Tasks and exercises =
A. List every college or university named in the passage on college finances below.
B. Write the next part of the passage on college finances below, continuing from its final sentence.

Document extract =

....

Florida Keys Community College, a public institution, fell behind on promises it made when it borrowed money to build new dorms. After investors scrutinized its operations, it promised its bondholders it would raise student room fees “to the highest level the market will bear” starting last fall. That meant up to a 12 percent increase for students.
The college also promised that its officials would lobby state lawmakers to expand student housing on the campus.
A spokeswoman for Florida Keys said the price increases for rooms were “logical and prudent” and that the dorms were still less expensive than other housing in the area. The spokeswoman, Amber Ernst-Leonard, also said the college will need legislative approval to expand student housing, which college officials need “in order to reach healthy economies of scale.”
Iowa Wesleyan’s president, Steven Titus, said his college in southeastern Iowa is changing to adapt to a new economy.
“Restructuring operations and its financial position last year have quickly resulted in a renewed academic program, dramatically improved student retention and a dramatic increase in student applications,” he said.
The trouble Iowa Wesleyan ran into with its debt -- "trouble" is a term Titus objects to -- was not failing to make payments. Instead, it did not have an agreed-upon amount of cash set aside for payments.
Upper Iowa University, another private institution in the state, ran into the same trouble, though it got out of it after a year and is no longer under mandatory heightened scrutiny from bondholders. While they're not quite similar, both Upper Iowa and Iowa Wesleyan have laid off faculty and looked for ways to increase enrollment. Both have also begun to force students to live on campus. At Iowa Wesleyan, this was clearly a financial move. A consultant’s report noted that Wesleyan, as part of efforts to increase revenue, “changed its residence hall policy so that students must live on campus all four years,” instead of for just two, as it had in years past.

....

Recorded data =

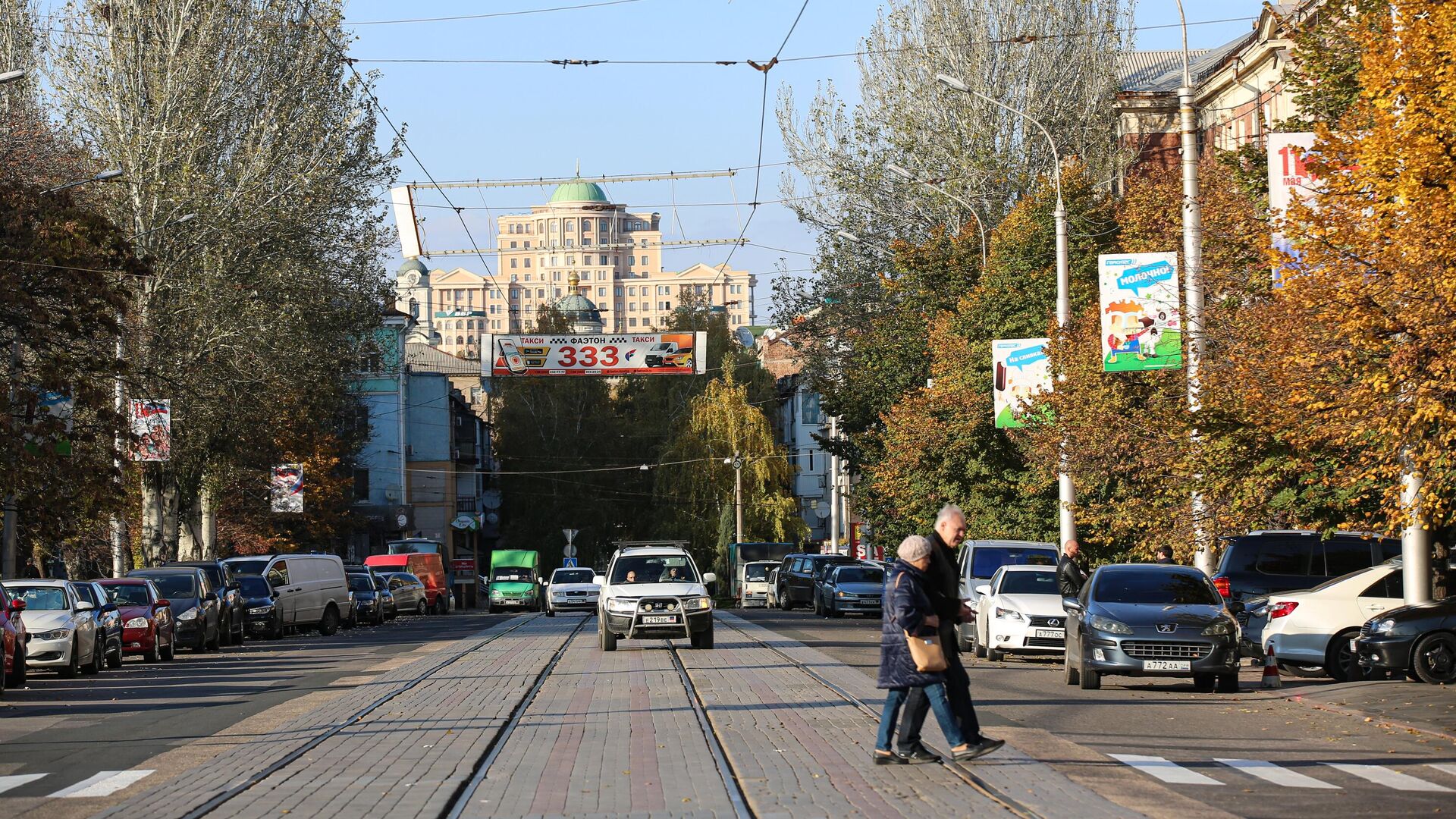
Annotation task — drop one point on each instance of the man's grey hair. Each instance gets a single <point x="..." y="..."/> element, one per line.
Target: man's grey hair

....

Final results =
A. Florida Keys Community College, Iowa Wesleyan, Upper Iowa University

B.
At Upper Iowa, the university began to enforce a three-year residency requirement, up from two years, a change mentioned in a report by its consultant. A university spokesman, Andrew Wenthe, said the change was for a variety of reasons, but one of them was the college had taken on debt to build new dorms and needed to fill them.
The university is also intentionally increasing class sizes so that the student faculty ratio will move from 14 students per professor to 19 students per professor by next year. The college also increased the number of students in each section of its online classes from 15 to 20.
The university also reduced its use of discounting, in the form of scholarships, meaning some students might be paying more, although that is a healthy sign for a tuition-dependent college.
These are all things a college might do anyway in the face of financial obstacles, but to see the decisions spelled out in black and white in papers prepared for investors is unusual, especially at a private college. It's also unusual to see financial interests peering into colleges' operations and making suggestions about how they should operate.
Upper Iowa is considered a success story. It needed to meet three financial conditions and had failed to meet one. With the help of an outside consultant, hired at the behest of bondholders, the college executed a turnaround plan of sorts.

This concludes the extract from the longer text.